> **Prompt 1**: Copy the passage of the bookstore column between "I should be" and "was hardly alone.", inclusive, with no changes.
> **Prompt 2**: Write the next part of the column about the new neighborhood bookstore, starting right after its final sentence.

> **Text for analysis**:
------------
A new neighborhood bookstore offers a glimmer of hope in bleak times | Helen Ubiñas
Everything that holds this world together is under attack. Information and education, facts and truth, compassion and community are just a few of the ways we can fight back.
I should be working on at least two other columns, returning about a half-dozen emails and texts, and meeting all kinds of deadlines.
Instead, I am speed-walking to the grand opening of a neighborhood bookstore on Germantown Avenue in Chestnut Hill that, confession: I’ve been stalking for months.
I was hardly alone.
One day I tried to sneak a peek at the progress through the brown paper that maddeningly covered the windows when I spotted a note someone had taped to the door:
“Can’t wait until you open!!” it read.
The night before booked. — cute name, right? — officially opened its doors Thursday, I half-jokingly tweeted: “Would it be weird to take a personal day to celebrate the opening of a new bookstore near me?”
Exclusive nonexclusive: I love bookstores, especially independent ones. I love books. I love their smell and feel and promise, however small: an idea, a turn of phrase, a word, even, if the power of a well-chosen word should ever be described as small.
We’re lucky in Philadelphia. There are so many great neighborhood bookstores. Uncle Bobbie’s and Harriet’s and Big Blue Marble, just to name a few, and Hilltop Books, a used bookstore that opened in April by the Friends of the Chestnut Hill Library and that is just a few minutes from booked.
During early COVID, I supported as many independent shops as I could. But I didn’t realize how much I missed the sense of community they offered until I walked up to the bookstore and found a small crowd milling outside in anticipation of the opening.
One woman held a bottle of champagne. A gift for the owner, a friend, Megan Traversari told me.
Sensing a kindred spirit, I brought up the palpable collective enthusiasm.
“Any woman-owned business, any independent bookstore is worth celebrating,” she said.
No doubt. But it’s also the timing.
With so many beloved neighborhood businesses forced to close because of the pandemic, having a new one pop up while we’re still in its grasp — especially one as fragile as an independent bookstore — feels almost miraculous. A glimmer of hope in continued bleak times.
------------
> **Data provided**:
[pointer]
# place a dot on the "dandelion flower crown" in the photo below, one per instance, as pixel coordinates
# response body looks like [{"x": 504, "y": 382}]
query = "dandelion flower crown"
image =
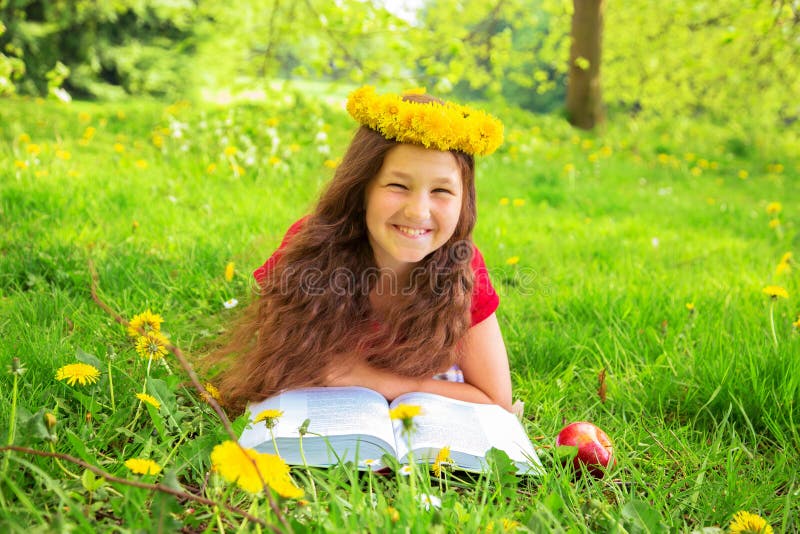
[{"x": 443, "y": 126}]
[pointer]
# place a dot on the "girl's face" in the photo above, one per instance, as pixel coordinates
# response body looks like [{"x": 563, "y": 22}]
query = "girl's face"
[{"x": 413, "y": 205}]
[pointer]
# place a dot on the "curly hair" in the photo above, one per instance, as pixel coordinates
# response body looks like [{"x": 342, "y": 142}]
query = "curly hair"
[{"x": 313, "y": 311}]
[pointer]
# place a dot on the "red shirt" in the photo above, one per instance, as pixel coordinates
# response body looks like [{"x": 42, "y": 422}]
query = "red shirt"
[{"x": 484, "y": 298}]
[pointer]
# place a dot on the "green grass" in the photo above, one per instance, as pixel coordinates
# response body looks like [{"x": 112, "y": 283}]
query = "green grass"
[{"x": 612, "y": 245}]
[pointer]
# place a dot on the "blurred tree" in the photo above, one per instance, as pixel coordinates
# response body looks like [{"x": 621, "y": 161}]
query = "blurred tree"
[
  {"x": 108, "y": 48},
  {"x": 584, "y": 103},
  {"x": 11, "y": 67}
]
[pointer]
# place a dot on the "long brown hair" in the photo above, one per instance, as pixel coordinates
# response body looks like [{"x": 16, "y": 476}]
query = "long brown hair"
[{"x": 313, "y": 310}]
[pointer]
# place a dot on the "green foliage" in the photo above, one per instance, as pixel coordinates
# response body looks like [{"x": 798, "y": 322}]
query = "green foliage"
[
  {"x": 11, "y": 67},
  {"x": 613, "y": 235},
  {"x": 718, "y": 59},
  {"x": 106, "y": 49}
]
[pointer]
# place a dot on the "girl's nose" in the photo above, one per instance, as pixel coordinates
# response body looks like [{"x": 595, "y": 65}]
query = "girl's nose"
[{"x": 417, "y": 208}]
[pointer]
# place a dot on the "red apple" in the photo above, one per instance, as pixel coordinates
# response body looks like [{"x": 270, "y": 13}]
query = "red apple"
[{"x": 595, "y": 450}]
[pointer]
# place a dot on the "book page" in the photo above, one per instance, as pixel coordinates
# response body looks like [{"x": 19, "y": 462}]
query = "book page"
[
  {"x": 333, "y": 411},
  {"x": 468, "y": 428}
]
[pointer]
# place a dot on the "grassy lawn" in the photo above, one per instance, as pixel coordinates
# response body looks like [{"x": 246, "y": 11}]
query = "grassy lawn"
[{"x": 641, "y": 251}]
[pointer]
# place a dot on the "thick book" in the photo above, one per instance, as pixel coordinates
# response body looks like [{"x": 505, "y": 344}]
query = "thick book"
[{"x": 352, "y": 424}]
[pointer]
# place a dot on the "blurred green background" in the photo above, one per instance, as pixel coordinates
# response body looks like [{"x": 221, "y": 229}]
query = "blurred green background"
[{"x": 730, "y": 60}]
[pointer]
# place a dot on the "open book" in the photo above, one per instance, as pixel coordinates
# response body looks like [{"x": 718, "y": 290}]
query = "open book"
[{"x": 353, "y": 424}]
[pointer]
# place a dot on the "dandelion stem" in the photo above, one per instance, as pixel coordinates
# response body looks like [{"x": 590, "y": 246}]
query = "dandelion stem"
[
  {"x": 111, "y": 387},
  {"x": 308, "y": 471},
  {"x": 412, "y": 476},
  {"x": 12, "y": 422},
  {"x": 274, "y": 444},
  {"x": 60, "y": 465},
  {"x": 772, "y": 322}
]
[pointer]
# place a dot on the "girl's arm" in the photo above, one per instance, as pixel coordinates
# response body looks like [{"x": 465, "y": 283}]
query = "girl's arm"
[{"x": 487, "y": 379}]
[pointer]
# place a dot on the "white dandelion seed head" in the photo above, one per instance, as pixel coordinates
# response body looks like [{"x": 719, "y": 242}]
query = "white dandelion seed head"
[{"x": 427, "y": 501}]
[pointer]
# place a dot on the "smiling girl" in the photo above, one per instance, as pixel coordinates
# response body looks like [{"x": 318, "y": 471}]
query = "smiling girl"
[{"x": 381, "y": 285}]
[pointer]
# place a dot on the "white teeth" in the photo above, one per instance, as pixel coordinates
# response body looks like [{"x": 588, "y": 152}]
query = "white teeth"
[{"x": 413, "y": 232}]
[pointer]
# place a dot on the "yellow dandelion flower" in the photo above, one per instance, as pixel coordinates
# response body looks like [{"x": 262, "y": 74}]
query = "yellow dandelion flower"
[
  {"x": 774, "y": 207},
  {"x": 211, "y": 391},
  {"x": 243, "y": 466},
  {"x": 143, "y": 466},
  {"x": 149, "y": 399},
  {"x": 443, "y": 458},
  {"x": 405, "y": 411},
  {"x": 406, "y": 414},
  {"x": 747, "y": 523},
  {"x": 82, "y": 373},
  {"x": 146, "y": 321},
  {"x": 269, "y": 417},
  {"x": 776, "y": 292},
  {"x": 152, "y": 345}
]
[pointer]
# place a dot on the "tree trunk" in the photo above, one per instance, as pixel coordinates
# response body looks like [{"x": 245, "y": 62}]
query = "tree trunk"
[{"x": 584, "y": 104}]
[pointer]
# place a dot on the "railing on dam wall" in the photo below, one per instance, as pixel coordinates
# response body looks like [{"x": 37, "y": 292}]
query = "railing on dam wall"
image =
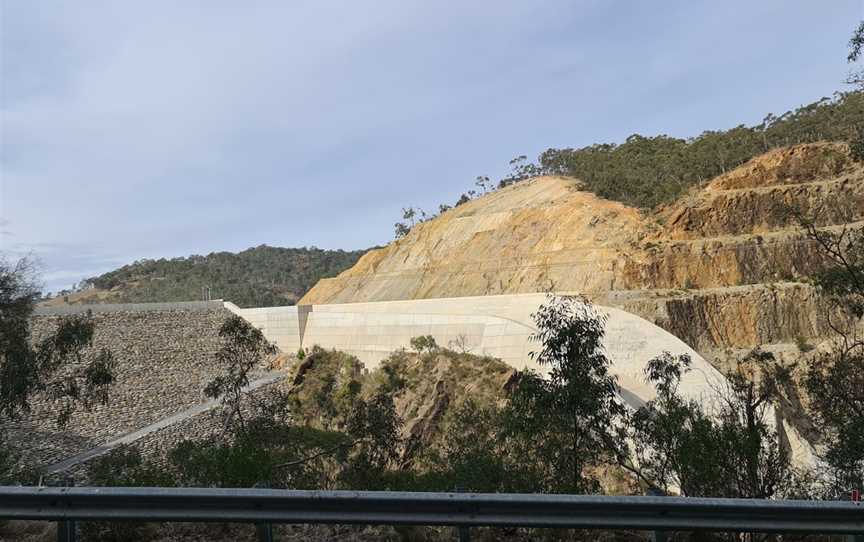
[{"x": 462, "y": 510}]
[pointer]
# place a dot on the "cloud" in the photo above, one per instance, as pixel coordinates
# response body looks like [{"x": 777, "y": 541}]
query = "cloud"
[{"x": 164, "y": 128}]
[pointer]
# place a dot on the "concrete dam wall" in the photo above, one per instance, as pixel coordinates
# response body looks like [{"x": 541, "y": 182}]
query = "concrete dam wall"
[{"x": 497, "y": 326}]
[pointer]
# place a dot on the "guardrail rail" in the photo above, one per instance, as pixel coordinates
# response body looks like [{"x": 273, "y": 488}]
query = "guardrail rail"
[{"x": 265, "y": 507}]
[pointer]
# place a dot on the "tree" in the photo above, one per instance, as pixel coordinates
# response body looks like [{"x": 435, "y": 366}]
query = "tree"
[
  {"x": 60, "y": 365},
  {"x": 856, "y": 44},
  {"x": 424, "y": 343},
  {"x": 727, "y": 449},
  {"x": 835, "y": 380},
  {"x": 244, "y": 348},
  {"x": 564, "y": 423}
]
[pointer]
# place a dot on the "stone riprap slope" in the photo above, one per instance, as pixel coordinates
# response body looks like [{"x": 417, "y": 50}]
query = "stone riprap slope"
[
  {"x": 164, "y": 360},
  {"x": 723, "y": 267}
]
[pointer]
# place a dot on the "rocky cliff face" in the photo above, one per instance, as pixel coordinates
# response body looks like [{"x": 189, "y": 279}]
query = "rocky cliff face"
[{"x": 723, "y": 267}]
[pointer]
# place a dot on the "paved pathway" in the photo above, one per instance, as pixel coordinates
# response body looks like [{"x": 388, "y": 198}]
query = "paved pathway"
[{"x": 129, "y": 438}]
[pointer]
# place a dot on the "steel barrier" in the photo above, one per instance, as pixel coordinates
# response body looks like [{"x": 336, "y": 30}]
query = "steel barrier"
[{"x": 268, "y": 506}]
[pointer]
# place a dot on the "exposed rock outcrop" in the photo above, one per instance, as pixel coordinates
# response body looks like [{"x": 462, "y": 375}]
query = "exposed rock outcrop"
[{"x": 723, "y": 267}]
------------
> **Exercise output 1**:
I should be working on at least two other columns, returning about a half-dozen emails and texts, and meeting all kinds of deadlines.
Instead, I am speed-walking to the grand opening of a neighborhood bookstore on Germantown Avenue in Chestnut Hill that, confession: I’ve been stalking for months.
I was hardly alone.

> **Exercise output 2**:
“This was the silver lining of COVID,” said Debra Gress Jansen, the owner of booked. and a longtime drama teacher at Springside Chestnut Hill Academy before she left to pursue her dream to open a bookstore.
“This was that horrible lean-in moment where you’re like, ‘If not now, when?’ I hate to be cliché, but that’s how it was and I had always envisioned this to be a place where people would be happy to come and read and discuss and talk about books, because I love talking about books.”
Inside, masked customers eagerly took in the carefully considered layout filled with light. A father and son sat on comfy leather chairs, reading quietly side by side. Two women debated giving a once-favorite author one last chance. A little girl in the children’s nook offered a hearty endorsement: “It’s like a much nicer Barnes & Noble!”
As I walked out happily clutching my purchases: Mexican Gothic by Silvia Moreno-Garcia and The Other Black Girl by Zakiya Dalila Harris — I considered something else Traversari said.
“After the past two years, or maybe even longer, if we’re really thinking about what’s important and what matters and what makes us happy, I can’t really think of something more emblematic than a bookstore,” she said. “A brick-and-mortar little bookstore owned by a woman; it just really seems to be at the heart of what might save us.”
If that last part sounds hyperbolic to you, you haven’t been paying attention.
Everything that holds this world — us — together is under attack. How do we fight back?
With information and education, facts and truth, compassion and connection.
You know, all the things we can find in books.